> Exercise details:
What lines of the listing below contain the word "instance"? Copy each of them out.

> Exercise data:
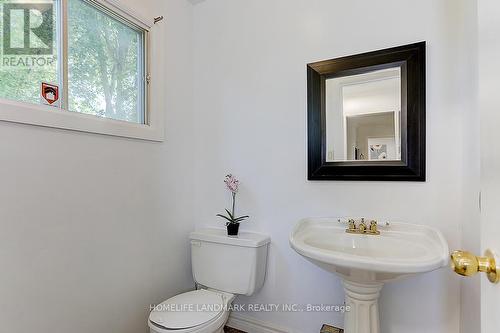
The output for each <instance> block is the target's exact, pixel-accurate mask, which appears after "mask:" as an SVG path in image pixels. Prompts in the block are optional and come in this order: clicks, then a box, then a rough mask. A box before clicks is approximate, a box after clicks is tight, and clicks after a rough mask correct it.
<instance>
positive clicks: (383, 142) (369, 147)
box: [368, 137, 397, 161]
mask: <svg viewBox="0 0 500 333" xmlns="http://www.w3.org/2000/svg"><path fill="white" fill-rule="evenodd" d="M396 159H397V156H396V141H395V138H394V137H389V138H368V160H370V161H378V160H396Z"/></svg>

> Task answer:
The output for each <instance> block is the target's exact, pixel-accurate mask, which appears after "mask:" as an SVG path in image pixels. Prompts in the block are optional and come in this order: clicks, then a box, then a rough mask. A box before clicks is approximate, a box after clicks is tight, and clicks after a rough mask correct it.
<instance>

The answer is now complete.